УСЛОВИЯ ЗАДАНИЙ:
• a. Ответьте по отрывку об УЖК на вопросы ниже; ответы пометьте так же.
(i) На каком телеканале работал рассказчик, когда впервые столкнулся с УЖК?
(ii) Кому принадлежал канал «ТВ-6»?
(iii) На себе образца какого года законсервировались сознанием журналисты?
• b. Определите, соответствуют ли приведенные утверждения отрывку об УЖК. Ответьте «да» или «нет» и подтвердите каждый ответ точной цитатой.
(i) Разочарование рассказчика в УЖК наступило внезапно.
(ii) Березовский к тому времени перешел в оппозицию.
(iii) Киселев перемещался в окружении охранников.
• c. Перечислите все составляющие жизни Киселева, которые, согласно отрывку об УЖК, ничто не могло подорвать.

ПРЕДОСТАВЛЕННЫЙ ОТРЫВОК:
Для меня личное разочарование в УЖК было постепенным. Первый раз я столкнулся с ними во время своей работы на ТНТ, когда после ночного захвата они перешли через дорогу и оказались в офисах родственной по холдингу телекомпании. В кабинетах, где сидели другие люди, завязалась активная жизнь, пришедшие вели себя как хозяева, расположившись с полным пренебрежением к принявшим их хозяевам. Мое главное разочарование было связано с Феноменально низкой бытовой культурой борцов за правду. Я, конечно, понимаю, что они находились в угаре, но при этом такого захламления помещений, гор окурков и уделанных мест общего пользования от них не ожидал, а о неумении вежливо общаться с коллегами можно и не упоминать. Ведь они суперпрофи, а все остальные – это просто пшик. Поэтому меня не удивило, как легко и быстро они расправились позже с каналом «ТВ-6», вышвырнув прежний коллектив.
УЖК воевал за свое представление о правде, поэтому всех остальных автоматически приносили в жертву, считая, что они и сами должны осознать всю необходимость этого шага.
"ТВ-6" принадлежал Березовскому, тогда уже потерявшему всякие позиции во власти и перешедшему в оппозицию, так что финансовые и журналистские ресурсы теперь уже опальных олигархов объединились.
Несчастные журналисты, перелетая из гнезда в гнездо и оставляя их разоренными, так и не могли осмыслить всей меры трагедии происходящего. Они сознанием законсервировались на себе образца 1999 года и не хотели понять изменений в окружающем мире. Наиболее ярко это проявлялось в поведении Киселева, он вел себя как барин в изгнании – все более напоминая располневший памятник себе, который перемещался в пространстве в окружении охранников. Замечательная квартира, дом, машины, более чем раскованный образ жизни – ничто не могло подорвать всего этого, ни низкие рейтинги, ни удлиняющиеся паузы между словами, ни падение влияния.

СПИСОК ЗАПИСЕЙ:
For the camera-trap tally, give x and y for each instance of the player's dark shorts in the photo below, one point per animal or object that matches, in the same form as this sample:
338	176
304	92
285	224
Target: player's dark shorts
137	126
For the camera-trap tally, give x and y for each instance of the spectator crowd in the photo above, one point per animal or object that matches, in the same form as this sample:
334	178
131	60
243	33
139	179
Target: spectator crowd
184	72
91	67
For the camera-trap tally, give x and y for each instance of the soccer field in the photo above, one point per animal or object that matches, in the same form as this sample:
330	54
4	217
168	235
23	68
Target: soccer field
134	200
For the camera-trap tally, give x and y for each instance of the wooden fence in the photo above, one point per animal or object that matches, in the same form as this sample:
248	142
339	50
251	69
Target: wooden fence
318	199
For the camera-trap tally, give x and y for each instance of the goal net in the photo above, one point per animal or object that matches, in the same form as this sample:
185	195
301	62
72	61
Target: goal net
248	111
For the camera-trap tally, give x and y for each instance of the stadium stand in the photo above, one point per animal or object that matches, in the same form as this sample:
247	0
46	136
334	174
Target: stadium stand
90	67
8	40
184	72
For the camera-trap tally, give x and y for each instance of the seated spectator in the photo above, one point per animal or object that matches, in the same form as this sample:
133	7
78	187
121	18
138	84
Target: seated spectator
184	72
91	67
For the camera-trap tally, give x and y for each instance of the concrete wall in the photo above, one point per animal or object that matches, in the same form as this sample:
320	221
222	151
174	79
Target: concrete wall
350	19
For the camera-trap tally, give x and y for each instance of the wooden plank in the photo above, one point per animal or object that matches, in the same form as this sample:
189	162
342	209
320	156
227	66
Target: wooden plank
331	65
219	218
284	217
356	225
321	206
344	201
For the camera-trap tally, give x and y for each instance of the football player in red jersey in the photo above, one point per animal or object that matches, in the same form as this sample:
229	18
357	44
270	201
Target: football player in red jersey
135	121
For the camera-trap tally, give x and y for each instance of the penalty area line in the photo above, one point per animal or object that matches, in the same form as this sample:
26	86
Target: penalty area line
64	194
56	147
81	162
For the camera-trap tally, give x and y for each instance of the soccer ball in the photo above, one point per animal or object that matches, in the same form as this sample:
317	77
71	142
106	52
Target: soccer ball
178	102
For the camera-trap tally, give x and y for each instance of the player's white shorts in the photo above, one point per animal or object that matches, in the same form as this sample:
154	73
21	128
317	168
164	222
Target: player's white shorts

ОЖИДАЕМЫЕ ОТВЕТЫ:
• a.
(i) На ТНТ.
(ii) Березовскому.
(iii) 1999 года.

• b.
(i) Нет: «Для меня личное разочарование в УЖК было постепенным».
(ii) Да: «тогда уже потерявшему всякие позиции во власти и перешедшему в оппозицию».
(iii) Да: «перемещался в пространстве в окружении охранников».

• c. Замечательная квартира, дом, машины, более чем раскованный образ жизни.